━━ Exercise text
SEOUL - Recent advances in artificial intelligence (AI) technology have raised the specter of mass displacement in labor markets. Blue-collar factory and construction jobs are no longer the only ones at risk of being taken over by machines: A wide range of professional and service jobs have become newly vulnerable as well.

In the United States, up to 47 percent of all jobs could be automated away in the coming years. So, is the world headed toward economic devastation, or will this era of job destruction also bring comparable levels of job creation?

Innovation’s impact on employment depends on the ratio between its displacement and compensation effects. The type of innovation is important too. The answer to the question of whether generative AI (GenAI) - including large language models like ChatGPT-4 - will be good for workers depends in large part on whether it leads to more innovation in products or processes.
━━━━
Assigned task A:
Answer these from the excerpt on AI and employment:
(i) What kinds of jobs have become newly vulnerable, besides blue-collar factory and construction jobs?
(ii) Up to what share of all jobs in the United States could be automated?
(iii) On the ratio between which two effects does innovation's impact on employment depend?
Assigned task B: Quote the excerpt on AI and employment starting at "Innovation’s impact on" and ending at "products or processes.".
Assigned task C: Continue the excerpt on AI and employment from its last sentence.
The material that comes after this text is separate from it and unrelated to it.
━━ Stored data
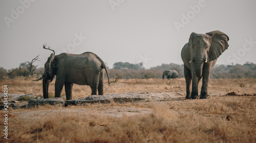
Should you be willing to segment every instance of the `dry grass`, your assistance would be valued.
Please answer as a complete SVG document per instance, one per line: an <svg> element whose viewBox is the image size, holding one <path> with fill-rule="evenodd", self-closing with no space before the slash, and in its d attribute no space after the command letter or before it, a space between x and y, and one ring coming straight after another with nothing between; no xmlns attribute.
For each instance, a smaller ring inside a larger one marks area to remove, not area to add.
<svg viewBox="0 0 256 143"><path fill-rule="evenodd" d="M9 140L10 142L255 142L255 97L219 97L211 100L150 103L147 104L153 110L151 114L124 115L119 118L99 116L97 112L88 113L89 115L86 116L68 112L52 115L26 126L18 125L20 121L16 119L15 121L12 120L11 125L16 129L10 132ZM103 109L110 104L94 106ZM227 120L227 115L233 119Z"/></svg>
<svg viewBox="0 0 256 143"><path fill-rule="evenodd" d="M20 78L4 80L1 81L0 86L2 88L3 85L8 84L10 93L41 93L41 82L33 82L31 79ZM52 95L54 95L54 82L50 85ZM119 79L110 87L106 80L105 82L105 94L172 91L185 94L184 78ZM122 104L113 102L67 107L43 106L11 110L8 141L255 142L256 96L222 95L232 91L239 94L255 94L256 79L211 79L209 82L209 93L214 95L208 99ZM1 92L3 91L3 88ZM74 86L74 98L84 98L90 93L88 86ZM63 91L62 94L65 94ZM150 109L152 113L132 116L123 115L121 117L102 114L110 109L131 107ZM79 109L90 110L79 113L74 111ZM46 113L54 110L57 112ZM60 110L62 112L58 112ZM38 115L39 111L44 113ZM27 114L35 118L28 118L25 115ZM231 117L229 121L226 119L228 116ZM36 117L39 120L35 120ZM0 120L4 121L3 118L1 115ZM1 124L1 126L4 126L3 122ZM0 142L6 141L3 137L1 134Z"/></svg>
<svg viewBox="0 0 256 143"><path fill-rule="evenodd" d="M34 82L32 78L19 77L10 80L1 81L0 93L4 92L4 85L8 85L9 93L31 94L42 93L42 81ZM215 93L227 93L231 91L239 92L240 93L254 94L256 93L256 79L210 79L208 87L209 92ZM49 85L49 96L54 96L55 80ZM240 84L244 84L241 87ZM202 81L199 87L202 86ZM184 78L170 79L119 79L118 82L111 83L109 86L107 80L104 80L104 94L134 94L143 93L159 93L179 92L185 94L186 84ZM199 88L199 92L200 92ZM73 99L85 98L91 95L91 88L88 85L74 84L73 87ZM65 95L65 88L62 95Z"/></svg>

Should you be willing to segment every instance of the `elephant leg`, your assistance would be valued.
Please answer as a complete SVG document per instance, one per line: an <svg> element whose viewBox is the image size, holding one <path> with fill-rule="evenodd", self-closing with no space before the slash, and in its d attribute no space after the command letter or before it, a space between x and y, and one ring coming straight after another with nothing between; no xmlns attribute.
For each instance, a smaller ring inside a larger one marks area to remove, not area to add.
<svg viewBox="0 0 256 143"><path fill-rule="evenodd" d="M99 79L99 85L98 87L98 93L99 95L103 95L103 79L104 79L104 73L101 71L100 72L100 78Z"/></svg>
<svg viewBox="0 0 256 143"><path fill-rule="evenodd" d="M211 64L209 64L211 65ZM203 71L203 83L201 89L200 99L208 98L207 93L208 83L210 78L210 65L207 66Z"/></svg>
<svg viewBox="0 0 256 143"><path fill-rule="evenodd" d="M191 92L191 99L198 99L198 82L200 79L196 75L192 75L192 92Z"/></svg>
<svg viewBox="0 0 256 143"><path fill-rule="evenodd" d="M72 100L72 89L73 83L65 82L65 92L67 100Z"/></svg>
<svg viewBox="0 0 256 143"><path fill-rule="evenodd" d="M62 79L56 78L55 80L55 97L60 97L63 86L65 83L65 80Z"/></svg>
<svg viewBox="0 0 256 143"><path fill-rule="evenodd" d="M184 75L185 76L185 79L186 80L186 99L189 99L191 96L190 84L192 77L191 75L191 71L185 65L184 65Z"/></svg>
<svg viewBox="0 0 256 143"><path fill-rule="evenodd" d="M95 74L93 76L92 84L90 86L92 89L92 95L97 95L97 92L98 90L98 87L99 86L99 74Z"/></svg>

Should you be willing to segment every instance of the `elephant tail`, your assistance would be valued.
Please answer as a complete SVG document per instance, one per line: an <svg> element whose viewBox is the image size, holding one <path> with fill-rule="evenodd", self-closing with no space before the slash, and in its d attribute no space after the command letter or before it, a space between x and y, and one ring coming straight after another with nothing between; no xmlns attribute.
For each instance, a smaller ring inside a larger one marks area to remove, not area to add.
<svg viewBox="0 0 256 143"><path fill-rule="evenodd" d="M105 70L106 71L106 75L108 76L108 80L109 80L109 85L110 86L110 78L109 78L109 72L108 72L108 69L106 69L106 66L105 64L105 63L104 63L104 62L103 62L102 60L101 60L101 59L100 59L97 55L97 58L100 61L100 63L101 63L101 67L102 67L102 69L105 69Z"/></svg>
<svg viewBox="0 0 256 143"><path fill-rule="evenodd" d="M106 66L104 63L103 63L103 64L102 64L101 66L103 67L104 69L105 69L105 70L106 71L106 75L108 76L108 80L109 80L109 85L110 86L110 78L109 77L109 73L108 72L108 70L106 69Z"/></svg>
<svg viewBox="0 0 256 143"><path fill-rule="evenodd" d="M163 73L163 79L164 78L165 76L165 71L164 71Z"/></svg>

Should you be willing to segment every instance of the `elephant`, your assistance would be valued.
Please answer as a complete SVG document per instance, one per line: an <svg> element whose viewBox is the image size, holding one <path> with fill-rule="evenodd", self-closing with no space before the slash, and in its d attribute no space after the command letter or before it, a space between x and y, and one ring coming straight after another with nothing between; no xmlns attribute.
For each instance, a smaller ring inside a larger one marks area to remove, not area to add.
<svg viewBox="0 0 256 143"><path fill-rule="evenodd" d="M192 33L181 50L186 80L186 99L198 99L198 83L203 77L200 99L208 98L208 83L211 68L228 48L228 36L219 31L205 34ZM192 90L190 84L192 80Z"/></svg>
<svg viewBox="0 0 256 143"><path fill-rule="evenodd" d="M163 73L163 79L165 76L167 79L176 78L179 76L179 73L176 70L165 70Z"/></svg>
<svg viewBox="0 0 256 143"><path fill-rule="evenodd" d="M41 77L33 80L34 81L42 79L44 98L48 98L50 82L56 75L55 97L60 97L63 85L67 100L72 99L73 83L88 85L92 89L92 95L103 95L103 78L105 69L109 85L110 85L106 66L103 61L96 54L86 52L80 54L62 53L55 55L53 51L45 64L45 71Z"/></svg>

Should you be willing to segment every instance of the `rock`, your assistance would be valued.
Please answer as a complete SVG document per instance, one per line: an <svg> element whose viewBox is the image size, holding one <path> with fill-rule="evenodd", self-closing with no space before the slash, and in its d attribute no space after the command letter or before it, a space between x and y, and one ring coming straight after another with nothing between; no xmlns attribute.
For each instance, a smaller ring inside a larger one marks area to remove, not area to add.
<svg viewBox="0 0 256 143"><path fill-rule="evenodd" d="M19 96L17 97L15 97L12 99L12 100L24 100L24 101L28 101L27 100L31 98L36 98L36 96L33 95L32 94L25 94Z"/></svg>
<svg viewBox="0 0 256 143"><path fill-rule="evenodd" d="M158 101L159 99L166 100L175 98L177 96L176 93L161 93L152 94L113 94L105 95L91 95L86 98L65 101L65 106L68 105L78 105L83 103L109 103L112 101L115 102L123 103L140 101Z"/></svg>
<svg viewBox="0 0 256 143"><path fill-rule="evenodd" d="M51 105L59 105L60 106L64 106L65 102L61 98L52 98L47 99L31 99L29 100L28 107L33 107L38 105L44 105L45 104L49 104Z"/></svg>
<svg viewBox="0 0 256 143"><path fill-rule="evenodd" d="M13 109L17 109L18 108L26 108L27 105L27 104L26 103L11 103L10 106Z"/></svg>

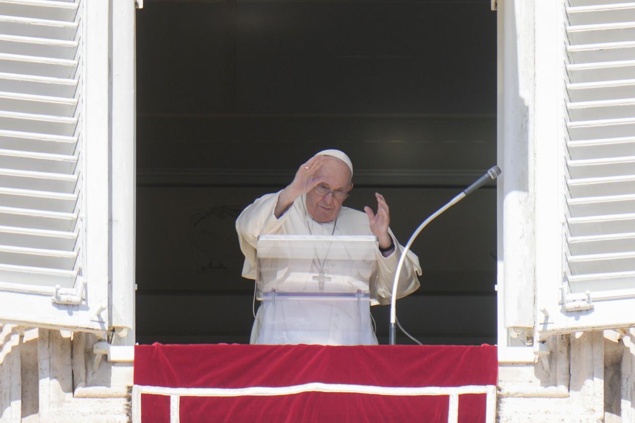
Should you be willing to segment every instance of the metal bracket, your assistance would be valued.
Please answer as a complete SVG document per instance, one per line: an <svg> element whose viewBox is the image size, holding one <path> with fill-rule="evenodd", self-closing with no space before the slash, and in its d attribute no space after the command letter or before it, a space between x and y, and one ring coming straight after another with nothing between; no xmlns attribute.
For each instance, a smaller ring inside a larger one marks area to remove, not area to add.
<svg viewBox="0 0 635 423"><path fill-rule="evenodd" d="M93 345L93 353L95 355L93 370L97 371L104 356L106 356L109 361L132 362L135 358L135 347L132 346L114 346L103 341L95 342Z"/></svg>
<svg viewBox="0 0 635 423"><path fill-rule="evenodd" d="M55 292L51 297L51 300L56 304L64 304L76 306L81 303L84 299L84 288L86 281L82 280L79 286L76 289L62 288L59 285L55 285Z"/></svg>
<svg viewBox="0 0 635 423"><path fill-rule="evenodd" d="M590 310L594 307L593 300L591 299L591 291L587 290L584 293L587 296L586 298L569 300L564 295L564 288L563 288L563 303L565 309L567 311L584 311L584 310Z"/></svg>

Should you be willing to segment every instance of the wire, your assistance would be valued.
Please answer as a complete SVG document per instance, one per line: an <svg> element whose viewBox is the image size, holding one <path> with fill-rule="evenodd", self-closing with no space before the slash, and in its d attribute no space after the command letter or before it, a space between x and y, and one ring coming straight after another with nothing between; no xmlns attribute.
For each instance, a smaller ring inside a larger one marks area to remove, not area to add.
<svg viewBox="0 0 635 423"><path fill-rule="evenodd" d="M406 335L408 335L408 337L410 338L419 345L423 345L423 344L422 344L418 339L413 337L412 335L410 335L409 333L408 333L408 331L406 331L405 329L403 329L403 327L401 326L401 323L399 322L399 318L396 318L397 320L397 326L399 327L399 329L401 329L401 332L406 334Z"/></svg>
<svg viewBox="0 0 635 423"><path fill-rule="evenodd" d="M251 314L253 315L253 318L256 318L256 286L257 284L257 281L253 281L253 299L251 301Z"/></svg>

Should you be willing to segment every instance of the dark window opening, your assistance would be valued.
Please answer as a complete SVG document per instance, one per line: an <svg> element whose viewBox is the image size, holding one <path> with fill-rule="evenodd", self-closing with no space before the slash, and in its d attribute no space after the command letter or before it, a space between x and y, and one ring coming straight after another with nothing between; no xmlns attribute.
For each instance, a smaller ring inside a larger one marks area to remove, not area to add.
<svg viewBox="0 0 635 423"><path fill-rule="evenodd" d="M138 342L249 342L253 285L241 277L234 220L315 152L347 152L345 205L383 193L402 244L495 164L490 3L147 2L137 15ZM495 188L441 215L413 251L424 275L398 303L402 325L424 344L495 344ZM389 308L371 309L387 343Z"/></svg>

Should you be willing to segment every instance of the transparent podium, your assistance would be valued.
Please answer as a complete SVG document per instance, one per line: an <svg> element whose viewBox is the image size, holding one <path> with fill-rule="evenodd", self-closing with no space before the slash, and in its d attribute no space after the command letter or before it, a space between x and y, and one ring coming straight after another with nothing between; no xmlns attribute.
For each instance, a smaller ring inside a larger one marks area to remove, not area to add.
<svg viewBox="0 0 635 423"><path fill-rule="evenodd" d="M373 236L259 237L255 343L377 344L377 252Z"/></svg>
━━━━
Your response A:
(i) A wide range of professional and service jobs.
(ii) Up to 47 percent.
(iii) Its displacement and compensation effects.

Your response B:
Innovation’s impact on employment depends on the ratio between its displacement and compensation effects. The type of innovation is important too. The answer to the question of whether generative AI (GenAI) - including large language models like ChatGPT-4 - will be good for workers depends in large part on whether it leads to more innovation in products or processes.

Your response C:
Product innovation - the introduction of a new or updated good - tends to have a significant compensation effect as demand for the new product and the associated jobs grow. To be sure, product innovation can reduce employment via the so-called business-stealing effect (BSE), in which one firm’s innovation in a sector leads to job losses among its competitors. This effect is unlikely to persist, however, because sooner or later laggards embrace or imitate their competitors’ product innovations.

This diffusion of product innovations could restore - or even boost - overall employment in the sector. Once a large enough share of firms has adopted innovations, the upward trend in employment will flatten - but often at a higher level than where it began. The long-term net effect of product innovation on employment is thus likely to be positive.